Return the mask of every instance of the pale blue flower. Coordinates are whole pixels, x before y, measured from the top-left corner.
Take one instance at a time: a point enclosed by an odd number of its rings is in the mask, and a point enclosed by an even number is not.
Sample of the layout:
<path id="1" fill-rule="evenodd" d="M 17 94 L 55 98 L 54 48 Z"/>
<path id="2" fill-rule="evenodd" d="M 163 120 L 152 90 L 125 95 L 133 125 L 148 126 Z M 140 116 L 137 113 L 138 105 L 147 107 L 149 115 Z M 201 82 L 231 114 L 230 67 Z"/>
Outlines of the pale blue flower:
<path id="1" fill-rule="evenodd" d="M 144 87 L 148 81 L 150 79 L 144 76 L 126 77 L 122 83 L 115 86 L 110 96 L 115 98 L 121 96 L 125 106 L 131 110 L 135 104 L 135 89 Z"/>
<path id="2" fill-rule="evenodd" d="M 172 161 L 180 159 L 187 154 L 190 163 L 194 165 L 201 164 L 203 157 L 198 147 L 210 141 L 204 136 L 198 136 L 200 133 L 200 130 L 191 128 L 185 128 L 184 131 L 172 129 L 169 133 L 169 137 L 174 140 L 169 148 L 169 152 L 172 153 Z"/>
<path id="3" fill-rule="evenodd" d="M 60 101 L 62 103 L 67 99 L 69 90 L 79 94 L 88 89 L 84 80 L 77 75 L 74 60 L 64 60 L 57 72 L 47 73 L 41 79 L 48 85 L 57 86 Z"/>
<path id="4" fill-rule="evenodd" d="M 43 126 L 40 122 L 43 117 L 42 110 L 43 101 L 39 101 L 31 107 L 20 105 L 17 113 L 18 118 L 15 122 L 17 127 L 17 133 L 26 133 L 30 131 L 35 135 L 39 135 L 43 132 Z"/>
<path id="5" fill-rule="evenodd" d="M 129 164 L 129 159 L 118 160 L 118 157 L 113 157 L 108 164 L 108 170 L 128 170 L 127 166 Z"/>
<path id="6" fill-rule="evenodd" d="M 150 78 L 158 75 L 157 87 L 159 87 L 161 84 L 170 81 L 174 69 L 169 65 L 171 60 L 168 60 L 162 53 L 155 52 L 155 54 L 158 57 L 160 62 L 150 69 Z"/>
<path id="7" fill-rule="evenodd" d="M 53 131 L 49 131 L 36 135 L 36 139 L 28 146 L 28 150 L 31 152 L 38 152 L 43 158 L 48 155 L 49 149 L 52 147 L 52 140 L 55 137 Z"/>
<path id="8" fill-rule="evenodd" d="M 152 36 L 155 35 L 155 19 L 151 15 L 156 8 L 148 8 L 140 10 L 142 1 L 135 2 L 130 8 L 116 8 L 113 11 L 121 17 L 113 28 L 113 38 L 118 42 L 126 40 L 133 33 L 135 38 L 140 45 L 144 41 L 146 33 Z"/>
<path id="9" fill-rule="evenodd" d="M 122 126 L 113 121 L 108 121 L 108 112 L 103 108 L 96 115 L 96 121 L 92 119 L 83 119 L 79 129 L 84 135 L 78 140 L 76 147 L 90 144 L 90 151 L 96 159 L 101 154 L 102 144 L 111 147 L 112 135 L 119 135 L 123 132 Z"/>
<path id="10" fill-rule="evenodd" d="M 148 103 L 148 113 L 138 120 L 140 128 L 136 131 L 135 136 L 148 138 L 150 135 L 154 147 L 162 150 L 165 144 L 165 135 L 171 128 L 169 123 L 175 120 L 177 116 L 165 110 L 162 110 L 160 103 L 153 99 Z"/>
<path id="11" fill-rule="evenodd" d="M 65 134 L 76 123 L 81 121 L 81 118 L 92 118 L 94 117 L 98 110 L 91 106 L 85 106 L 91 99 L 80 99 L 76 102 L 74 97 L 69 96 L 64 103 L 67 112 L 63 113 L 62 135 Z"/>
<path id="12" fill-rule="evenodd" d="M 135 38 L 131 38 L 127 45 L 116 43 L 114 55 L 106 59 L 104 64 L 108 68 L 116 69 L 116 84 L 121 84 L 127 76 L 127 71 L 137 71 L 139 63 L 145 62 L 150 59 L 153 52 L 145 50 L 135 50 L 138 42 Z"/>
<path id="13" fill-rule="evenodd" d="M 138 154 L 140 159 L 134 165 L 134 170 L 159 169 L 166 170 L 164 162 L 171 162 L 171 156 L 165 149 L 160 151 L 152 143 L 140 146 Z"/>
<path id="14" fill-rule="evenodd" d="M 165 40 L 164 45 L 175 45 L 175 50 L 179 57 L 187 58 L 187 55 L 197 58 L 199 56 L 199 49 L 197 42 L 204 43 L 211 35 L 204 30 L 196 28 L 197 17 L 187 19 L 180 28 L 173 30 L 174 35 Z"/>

What is being asked
Copy all of the material above verbatim, keeping every line and character unchanged.

Problem solution
Return the mask of every instance of the pale blue flower. Coordinates are whole pixels, x before y, measured from the top-left corner.
Take one instance at a time: a point enclosed by an odd number of its rings is in the mask, and a point enclosed by an even number is not.
Sample of the layout:
<path id="1" fill-rule="evenodd" d="M 17 94 L 55 98 L 54 48 Z"/>
<path id="2" fill-rule="evenodd" d="M 163 120 L 152 90 L 125 95 L 133 125 L 148 126 Z M 140 116 L 137 113 L 138 105 L 147 107 L 149 115 Z M 201 82 L 231 114 L 230 67 Z"/>
Outlines of the pale blue flower:
<path id="1" fill-rule="evenodd" d="M 144 87 L 148 81 L 150 79 L 144 76 L 126 77 L 122 83 L 115 86 L 110 96 L 115 98 L 121 96 L 125 106 L 131 110 L 135 104 L 135 89 Z"/>
<path id="2" fill-rule="evenodd" d="M 172 161 L 180 159 L 187 154 L 190 163 L 194 165 L 201 164 L 203 157 L 198 147 L 210 141 L 204 136 L 198 136 L 200 133 L 200 130 L 191 128 L 185 128 L 184 131 L 172 129 L 169 133 L 169 137 L 174 140 L 169 148 L 169 152 L 172 153 Z"/>
<path id="3" fill-rule="evenodd" d="M 60 101 L 62 103 L 67 99 L 69 90 L 79 94 L 88 89 L 84 80 L 77 75 L 74 60 L 64 60 L 57 72 L 47 73 L 41 79 L 48 85 L 57 86 Z"/>
<path id="4" fill-rule="evenodd" d="M 43 126 L 40 122 L 43 117 L 42 110 L 43 101 L 39 101 L 31 107 L 20 105 L 17 113 L 18 118 L 15 122 L 17 127 L 17 133 L 26 133 L 30 131 L 35 135 L 39 135 L 43 132 Z"/>
<path id="5" fill-rule="evenodd" d="M 129 164 L 129 159 L 118 160 L 118 157 L 113 157 L 108 164 L 108 170 L 128 170 L 127 166 Z"/>
<path id="6" fill-rule="evenodd" d="M 150 78 L 158 75 L 157 87 L 159 87 L 161 84 L 170 81 L 174 69 L 169 65 L 171 60 L 168 60 L 162 53 L 155 52 L 155 54 L 158 57 L 160 62 L 150 69 Z"/>
<path id="7" fill-rule="evenodd" d="M 53 131 L 49 131 L 36 135 L 36 139 L 28 146 L 28 150 L 31 152 L 38 152 L 43 158 L 48 155 L 49 149 L 52 147 L 52 140 L 55 137 Z"/>
<path id="8" fill-rule="evenodd" d="M 152 36 L 155 35 L 155 19 L 151 15 L 156 8 L 148 8 L 140 10 L 142 1 L 135 2 L 130 8 L 116 8 L 113 11 L 121 17 L 113 28 L 113 38 L 118 42 L 126 40 L 133 33 L 135 38 L 140 45 L 144 41 L 146 33 Z"/>
<path id="9" fill-rule="evenodd" d="M 122 126 L 113 121 L 108 121 L 108 112 L 103 108 L 96 115 L 96 121 L 92 119 L 83 119 L 79 129 L 84 135 L 78 140 L 76 147 L 90 144 L 90 151 L 96 159 L 101 154 L 102 144 L 111 147 L 112 135 L 119 135 L 123 132 Z"/>
<path id="10" fill-rule="evenodd" d="M 148 103 L 148 113 L 138 120 L 140 128 L 136 131 L 135 136 L 148 138 L 150 135 L 154 147 L 162 150 L 165 144 L 165 135 L 171 128 L 169 123 L 175 120 L 177 116 L 165 110 L 162 110 L 160 103 L 153 99 Z"/>
<path id="11" fill-rule="evenodd" d="M 65 134 L 76 123 L 81 121 L 81 118 L 92 118 L 94 117 L 98 110 L 91 106 L 85 106 L 91 99 L 80 99 L 76 102 L 74 97 L 69 96 L 64 103 L 67 112 L 63 113 L 62 135 Z"/>
<path id="12" fill-rule="evenodd" d="M 135 38 L 131 38 L 127 45 L 116 43 L 114 55 L 106 59 L 104 64 L 108 68 L 116 69 L 116 84 L 121 84 L 127 76 L 127 71 L 137 71 L 139 63 L 145 62 L 150 59 L 153 52 L 145 50 L 135 50 L 138 42 Z"/>
<path id="13" fill-rule="evenodd" d="M 138 154 L 140 159 L 134 165 L 134 170 L 159 169 L 166 170 L 164 162 L 171 162 L 171 156 L 165 149 L 160 151 L 152 143 L 140 146 Z"/>
<path id="14" fill-rule="evenodd" d="M 165 40 L 164 45 L 175 45 L 175 50 L 179 57 L 187 58 L 187 55 L 197 58 L 199 56 L 199 49 L 197 42 L 204 43 L 211 35 L 204 30 L 196 28 L 197 17 L 187 19 L 180 28 L 173 30 L 174 35 Z"/>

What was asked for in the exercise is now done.